Saved entries:
+ + +

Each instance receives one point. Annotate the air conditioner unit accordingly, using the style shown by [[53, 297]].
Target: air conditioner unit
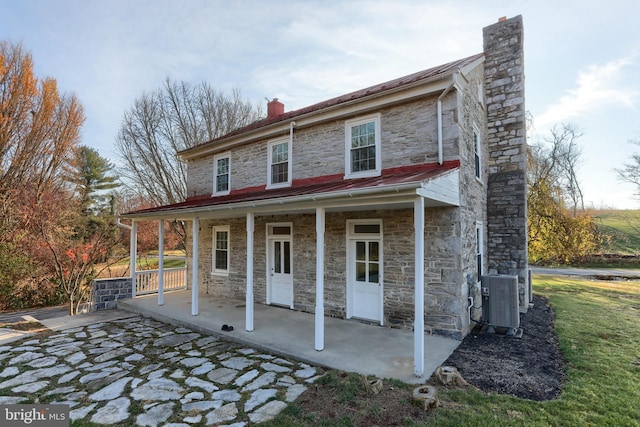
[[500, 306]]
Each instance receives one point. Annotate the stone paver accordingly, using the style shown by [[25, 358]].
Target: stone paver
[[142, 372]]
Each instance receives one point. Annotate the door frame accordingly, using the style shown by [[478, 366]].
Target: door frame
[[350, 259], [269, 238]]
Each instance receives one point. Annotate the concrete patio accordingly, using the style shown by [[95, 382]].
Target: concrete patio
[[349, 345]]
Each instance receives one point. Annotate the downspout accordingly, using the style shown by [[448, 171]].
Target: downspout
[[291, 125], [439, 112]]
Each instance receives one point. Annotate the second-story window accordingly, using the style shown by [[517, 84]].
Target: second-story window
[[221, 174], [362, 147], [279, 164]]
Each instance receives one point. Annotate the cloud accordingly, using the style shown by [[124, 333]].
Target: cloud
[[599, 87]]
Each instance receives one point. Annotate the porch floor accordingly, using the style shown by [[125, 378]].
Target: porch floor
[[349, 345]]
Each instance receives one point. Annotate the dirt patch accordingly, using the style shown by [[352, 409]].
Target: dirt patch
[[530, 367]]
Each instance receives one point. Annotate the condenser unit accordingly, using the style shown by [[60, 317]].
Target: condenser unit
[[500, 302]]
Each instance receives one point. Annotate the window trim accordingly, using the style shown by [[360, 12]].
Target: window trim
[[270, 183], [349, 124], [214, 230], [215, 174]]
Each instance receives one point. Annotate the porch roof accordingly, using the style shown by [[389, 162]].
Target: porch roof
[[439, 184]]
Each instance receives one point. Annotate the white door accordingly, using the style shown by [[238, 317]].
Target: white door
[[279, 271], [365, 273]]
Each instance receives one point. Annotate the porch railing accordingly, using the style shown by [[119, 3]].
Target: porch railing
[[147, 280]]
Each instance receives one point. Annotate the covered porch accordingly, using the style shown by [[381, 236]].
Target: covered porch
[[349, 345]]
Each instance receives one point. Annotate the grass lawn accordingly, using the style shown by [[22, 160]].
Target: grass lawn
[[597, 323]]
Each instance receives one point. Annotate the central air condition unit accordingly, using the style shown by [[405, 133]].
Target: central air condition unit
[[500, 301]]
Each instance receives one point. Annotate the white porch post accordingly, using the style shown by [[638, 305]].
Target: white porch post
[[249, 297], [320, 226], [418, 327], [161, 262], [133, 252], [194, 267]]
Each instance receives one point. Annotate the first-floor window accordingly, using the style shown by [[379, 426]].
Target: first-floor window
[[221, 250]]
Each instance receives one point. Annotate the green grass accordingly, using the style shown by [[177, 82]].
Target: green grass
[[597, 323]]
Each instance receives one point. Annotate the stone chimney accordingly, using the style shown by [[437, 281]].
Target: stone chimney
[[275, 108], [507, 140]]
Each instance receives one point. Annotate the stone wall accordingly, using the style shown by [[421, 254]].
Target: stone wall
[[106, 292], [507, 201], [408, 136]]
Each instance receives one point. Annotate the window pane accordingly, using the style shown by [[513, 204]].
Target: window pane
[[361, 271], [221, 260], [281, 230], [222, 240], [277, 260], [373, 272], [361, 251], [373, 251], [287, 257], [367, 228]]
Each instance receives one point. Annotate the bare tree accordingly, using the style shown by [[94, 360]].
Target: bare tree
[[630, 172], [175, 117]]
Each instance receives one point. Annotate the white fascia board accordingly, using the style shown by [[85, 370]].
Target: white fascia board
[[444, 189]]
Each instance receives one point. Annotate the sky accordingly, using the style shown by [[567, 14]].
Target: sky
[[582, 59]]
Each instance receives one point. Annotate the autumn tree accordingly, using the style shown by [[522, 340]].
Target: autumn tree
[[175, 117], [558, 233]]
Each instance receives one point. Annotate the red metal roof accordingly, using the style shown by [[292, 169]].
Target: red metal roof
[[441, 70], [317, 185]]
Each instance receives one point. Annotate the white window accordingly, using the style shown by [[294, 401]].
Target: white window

+ + +

**Prompt:**
Your task for the entries above: copy exactly the span starting with the line with "Each instance receives one point. Annotate the stone chimney" and going on through the line with "Each instance receives one point. Annotate the white fascia", both lines included, and nothing else.

**Task output:**
Each instance receives one point. Annotate the stone chimney accordingly, using the style shown by [[437, 281]].
Target: stone chimney
[[275, 108], [507, 140]]
Each instance receives one point. Annotate the stone wall accordingly, using the style shown by [[421, 254]].
Target: stone wall
[[106, 292], [507, 201], [408, 136]]
Each instance receives one point. Annotate the window pane accordingly, using the style shown by [[513, 204]].
Target: window pane
[[361, 271], [221, 260], [281, 230], [222, 240], [277, 260], [373, 272], [361, 251], [373, 251], [287, 257], [367, 228]]
Each instance receives one point. Annotate the bare tree accordingly, using the style shown by [[94, 360]].
Target: bare tree
[[630, 172], [175, 117]]
Each instance receives one point. Annotate the white fascia board accordingly, using the style shown by [[85, 370]].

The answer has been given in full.